# Bloque de texto
↓
No que yo sepa. Como mucho puedes listar todos los hilos en los que participas.

----------

## Eleazar Anzola

Lo que se puede ir haciendo de aquí en adelante y sobre la marcha es que los moderadores llamen la atención a cada post que no cumpla con los requisitos mínimos, así de tanto machacarlo y en caso extremo bloqueando el post la gente tendrá que entrar por el aro.

----------

## JotaCE

 *Eleazar Anzola wrote:*   

> Lo que se puede ir haciendo de aquí en adelante y sobre la marcha es que los moderadores llamen la atención a cada post que no cumpla con los requisitos mínimos, así de tanto machacarlo y en caso extremo bloqueando el post la gente tendrá que entrar por el aro.
> 
> 

----------

## AnFe

 *Inodoro_Pereyra wrote:*   

> **EDITO** Estoy tratando de encontrar una forma de ver hilos en lo que yo haya sido el autor... No hay forma verdad? Solo para ver si seguí siempre estas pautas o no. (Creo que si). 

 

En la herramienta de búsqueda pones tu nombre en Autor, luego le das a ordenar por Autor y buscas tus mensajes. Es la forma más rápida que se me ha ocurrido. Aquí tienes los tuyos:

https://forums.gentoo.org/search.php?search_id=2053941043&start=250

Salvo en 2 ocasiones, el resto lo hicste bien jeje  :Wink: 

Un saludo

----------

## Eleazar Anzola

 *JotaCE wrote:*   

>  *Eleazar Anzola wrote:*   Lo que se puede ir haciendo de aquí en adelante y sobre la marcha es que los moderadores llamen la atención a cada post que no cumpla con los requisitos mínimos, así de tanto machacarlo y en caso extremo bloqueando el post la gente tendrá que entrar por el aro.
↑
[Filas del conjunto de datos de señalamiento de objetos]
↓
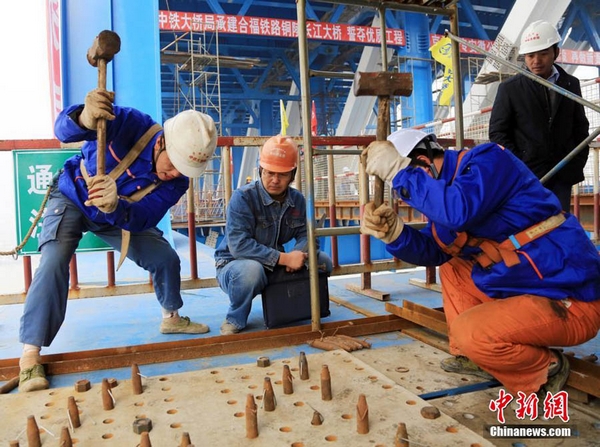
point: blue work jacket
(258, 226)
(493, 196)
(121, 134)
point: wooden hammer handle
(383, 126)
(101, 124)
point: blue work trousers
(62, 229)
(244, 279)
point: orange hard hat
(279, 154)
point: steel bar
(530, 75)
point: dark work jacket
(523, 122)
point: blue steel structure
(249, 93)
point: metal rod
(315, 304)
(331, 74)
(527, 73)
(191, 213)
(337, 151)
(332, 207)
(459, 127)
(561, 164)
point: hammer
(105, 46)
(383, 84)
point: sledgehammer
(105, 46)
(383, 84)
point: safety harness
(493, 252)
(123, 165)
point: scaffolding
(197, 73)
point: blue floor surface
(109, 322)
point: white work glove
(381, 222)
(384, 161)
(98, 104)
(102, 193)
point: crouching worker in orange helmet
(262, 216)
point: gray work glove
(102, 193)
(384, 161)
(381, 222)
(98, 104)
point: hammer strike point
(105, 46)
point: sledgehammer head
(105, 46)
(382, 83)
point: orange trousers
(509, 337)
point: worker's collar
(554, 75)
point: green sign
(33, 174)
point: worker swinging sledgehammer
(518, 275)
(147, 170)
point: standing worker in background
(539, 125)
(143, 186)
(518, 275)
(262, 216)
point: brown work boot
(33, 379)
(228, 328)
(182, 325)
(558, 373)
(462, 365)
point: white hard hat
(538, 36)
(405, 140)
(190, 140)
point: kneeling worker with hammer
(148, 170)
(518, 275)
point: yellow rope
(15, 251)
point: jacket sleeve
(417, 247)
(473, 196)
(241, 240)
(66, 128)
(147, 213)
(502, 120)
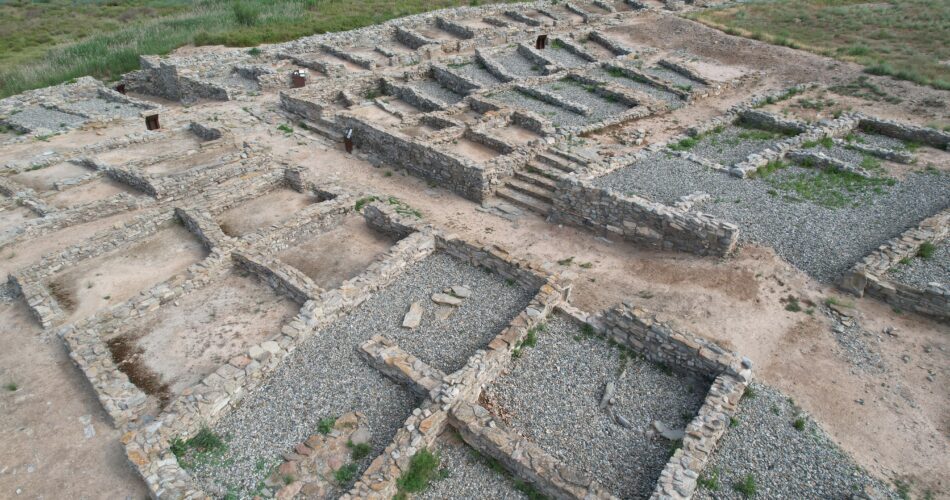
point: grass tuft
(423, 469)
(346, 474)
(746, 487)
(325, 425)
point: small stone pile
(309, 470)
(448, 299)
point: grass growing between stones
(746, 487)
(50, 42)
(827, 188)
(908, 40)
(203, 447)
(423, 469)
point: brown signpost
(541, 42)
(298, 79)
(151, 122)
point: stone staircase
(532, 187)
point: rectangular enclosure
(167, 351)
(553, 396)
(335, 255)
(266, 210)
(325, 377)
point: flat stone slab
(446, 299)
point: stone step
(555, 161)
(529, 189)
(524, 201)
(538, 179)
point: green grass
(325, 425)
(346, 474)
(905, 39)
(926, 250)
(830, 188)
(746, 487)
(423, 469)
(203, 447)
(709, 480)
(50, 42)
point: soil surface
(115, 277)
(334, 256)
(268, 209)
(196, 334)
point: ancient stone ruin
(185, 240)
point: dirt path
(736, 301)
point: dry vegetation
(906, 39)
(46, 43)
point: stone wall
(907, 132)
(870, 275)
(464, 177)
(640, 330)
(730, 375)
(636, 219)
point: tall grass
(240, 23)
(905, 39)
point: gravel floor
(844, 154)
(574, 92)
(663, 95)
(433, 89)
(734, 144)
(876, 140)
(516, 64)
(564, 57)
(673, 77)
(326, 377)
(468, 476)
(919, 271)
(38, 117)
(784, 461)
(556, 114)
(552, 394)
(822, 241)
(447, 343)
(477, 73)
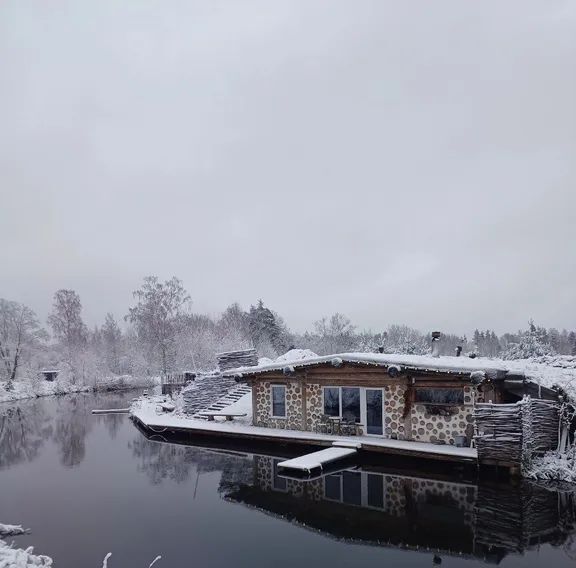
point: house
(49, 374)
(405, 397)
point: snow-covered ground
(38, 388)
(13, 557)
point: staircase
(234, 395)
(211, 393)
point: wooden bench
(229, 416)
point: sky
(398, 162)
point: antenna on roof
(435, 343)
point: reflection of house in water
(406, 512)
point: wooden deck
(160, 424)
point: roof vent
(435, 343)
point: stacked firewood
(234, 359)
(499, 432)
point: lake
(87, 485)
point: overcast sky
(395, 161)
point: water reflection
(26, 426)
(23, 432)
(485, 522)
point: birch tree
(157, 315)
(20, 333)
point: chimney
(436, 344)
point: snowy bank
(12, 557)
(33, 389)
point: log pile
(234, 359)
(545, 414)
(499, 432)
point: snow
(316, 460)
(11, 530)
(12, 557)
(145, 412)
(33, 389)
(296, 355)
(36, 388)
(546, 371)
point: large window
(278, 401)
(439, 396)
(351, 404)
(343, 402)
(332, 401)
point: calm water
(87, 485)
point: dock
(233, 430)
(317, 460)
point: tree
(335, 334)
(157, 315)
(534, 342)
(66, 321)
(20, 332)
(266, 328)
(111, 341)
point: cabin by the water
(403, 397)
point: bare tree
(20, 332)
(66, 320)
(111, 338)
(157, 315)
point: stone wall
(429, 424)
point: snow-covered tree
(158, 316)
(533, 342)
(66, 320)
(20, 335)
(111, 342)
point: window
(351, 404)
(332, 401)
(439, 396)
(278, 401)
(278, 483)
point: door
(374, 412)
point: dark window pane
(440, 396)
(374, 412)
(332, 401)
(351, 404)
(278, 401)
(332, 487)
(278, 483)
(352, 487)
(375, 491)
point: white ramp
(318, 459)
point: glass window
(278, 483)
(279, 401)
(332, 487)
(440, 396)
(351, 404)
(332, 401)
(352, 487)
(375, 486)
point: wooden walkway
(149, 420)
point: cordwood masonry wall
(421, 423)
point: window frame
(272, 415)
(340, 408)
(459, 389)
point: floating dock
(317, 460)
(233, 430)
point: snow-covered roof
(452, 365)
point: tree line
(161, 333)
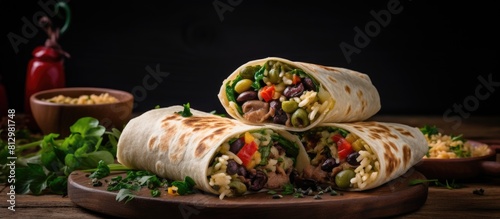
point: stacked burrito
(291, 122)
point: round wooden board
(393, 198)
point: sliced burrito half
(222, 155)
(297, 95)
(361, 155)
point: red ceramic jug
(45, 71)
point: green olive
(299, 118)
(243, 85)
(238, 187)
(343, 178)
(248, 72)
(274, 76)
(289, 106)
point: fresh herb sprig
(47, 169)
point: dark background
(428, 57)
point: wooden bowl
(58, 117)
(461, 168)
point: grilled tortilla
(222, 155)
(361, 155)
(297, 95)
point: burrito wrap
(397, 147)
(172, 146)
(356, 98)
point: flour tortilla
(356, 98)
(165, 143)
(398, 147)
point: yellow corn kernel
(256, 158)
(248, 137)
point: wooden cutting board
(393, 198)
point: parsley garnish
(48, 168)
(186, 112)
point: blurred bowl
(461, 168)
(58, 117)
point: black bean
(294, 91)
(276, 104)
(258, 181)
(329, 164)
(280, 117)
(232, 167)
(246, 96)
(308, 83)
(236, 145)
(242, 171)
(351, 159)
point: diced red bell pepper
(343, 146)
(246, 152)
(267, 92)
(295, 79)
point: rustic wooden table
(440, 203)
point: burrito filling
(278, 93)
(251, 162)
(339, 158)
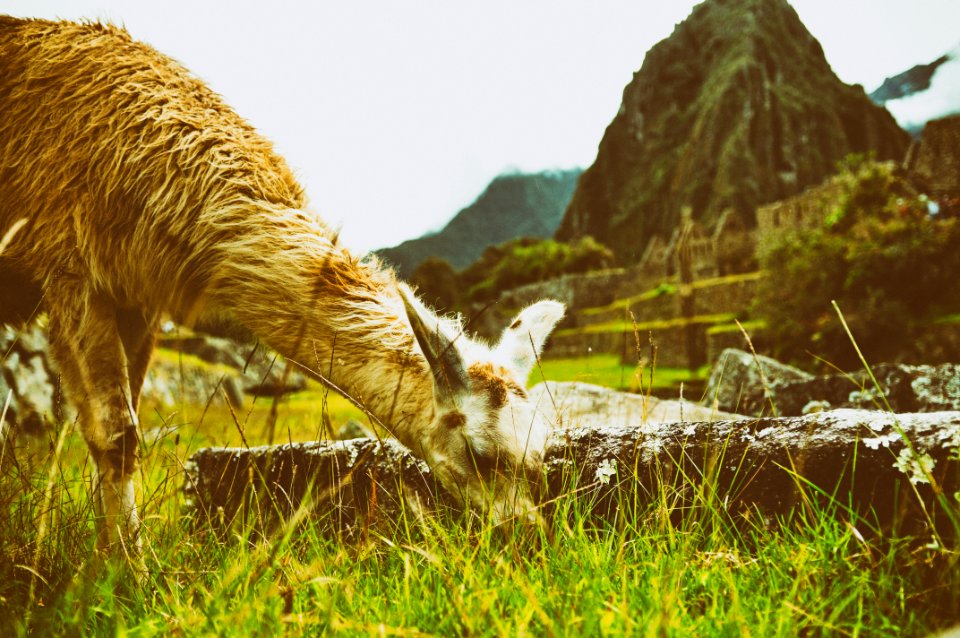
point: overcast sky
(396, 114)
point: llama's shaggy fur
(129, 189)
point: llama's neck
(341, 319)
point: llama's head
(487, 438)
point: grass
(608, 371)
(662, 324)
(659, 568)
(639, 575)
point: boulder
(736, 383)
(29, 380)
(905, 388)
(573, 404)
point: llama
(129, 189)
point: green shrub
(889, 263)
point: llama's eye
(485, 464)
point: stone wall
(796, 214)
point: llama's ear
(446, 364)
(522, 341)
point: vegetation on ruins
(886, 253)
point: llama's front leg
(85, 340)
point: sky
(396, 114)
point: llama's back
(123, 163)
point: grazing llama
(129, 189)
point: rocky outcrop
(737, 385)
(572, 404)
(904, 388)
(737, 108)
(914, 80)
(762, 467)
(29, 383)
(934, 160)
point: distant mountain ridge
(913, 80)
(737, 108)
(923, 93)
(512, 205)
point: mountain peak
(513, 205)
(738, 107)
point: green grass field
(654, 571)
(608, 371)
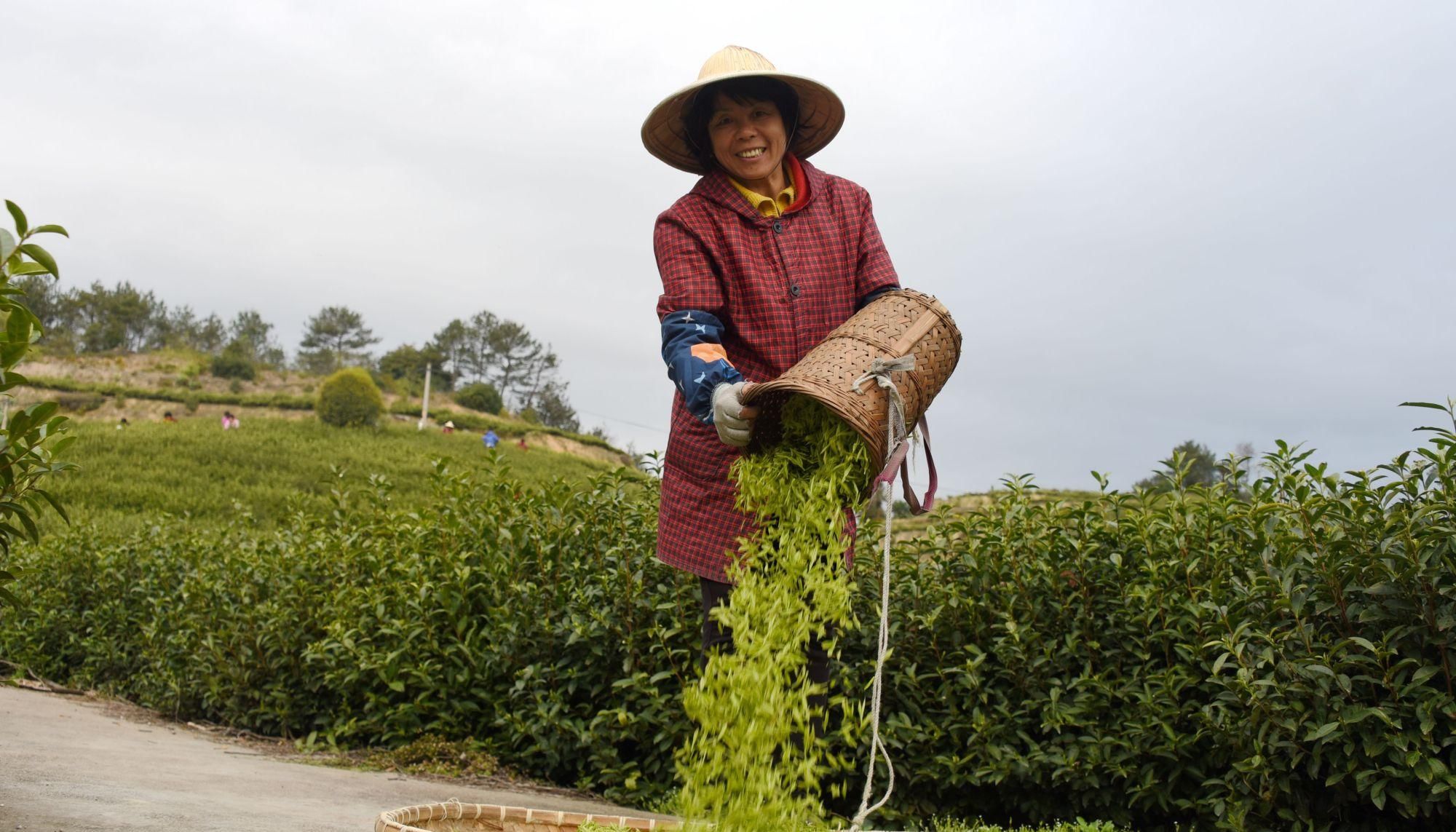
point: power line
(622, 421)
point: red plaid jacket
(780, 285)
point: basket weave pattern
(893, 325)
(486, 818)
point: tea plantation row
(1267, 655)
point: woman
(759, 262)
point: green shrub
(1257, 657)
(282, 400)
(480, 396)
(350, 397)
(234, 364)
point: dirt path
(76, 764)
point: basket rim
(395, 820)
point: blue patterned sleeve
(697, 362)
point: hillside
(197, 469)
(141, 387)
(282, 453)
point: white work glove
(733, 419)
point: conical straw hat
(665, 132)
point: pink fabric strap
(901, 460)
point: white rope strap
(880, 371)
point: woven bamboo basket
(478, 817)
(893, 325)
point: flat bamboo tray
(480, 817)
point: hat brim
(822, 114)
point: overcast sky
(1152, 221)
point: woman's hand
(732, 416)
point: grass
(197, 469)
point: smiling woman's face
(749, 140)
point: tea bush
(350, 397)
(1266, 662)
(1253, 655)
(196, 470)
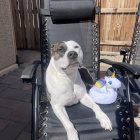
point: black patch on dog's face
(59, 50)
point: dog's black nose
(72, 55)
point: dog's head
(67, 55)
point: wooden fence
(26, 23)
(117, 23)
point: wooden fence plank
(31, 26)
(36, 22)
(27, 23)
(22, 25)
(16, 19)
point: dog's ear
(54, 48)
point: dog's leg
(62, 115)
(100, 115)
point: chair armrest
(132, 69)
(124, 51)
(30, 71)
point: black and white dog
(66, 88)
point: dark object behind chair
(45, 125)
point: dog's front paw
(72, 135)
(104, 120)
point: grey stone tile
(15, 111)
(11, 131)
(24, 136)
(16, 94)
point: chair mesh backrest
(135, 50)
(86, 34)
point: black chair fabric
(72, 10)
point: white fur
(108, 93)
(66, 88)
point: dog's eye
(76, 47)
(110, 82)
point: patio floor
(15, 105)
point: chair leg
(35, 111)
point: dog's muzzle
(72, 55)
↑
# Instrucción escrita
Según el hilo del foro, ¿con qué fin propone Eleazar Anzola que los moderadores llamen la atención a cada mensaje que no cumpla los requisitos mínimos? Responda en una a tres oraciones.

# En respuesta
Lo propone para que, a fuerza de insistir y, en casos extremos, bloqueando el mensaje, los usuarios terminen por cumplir los requisitos mínimos, es decir, tengan que «entrar por el aro».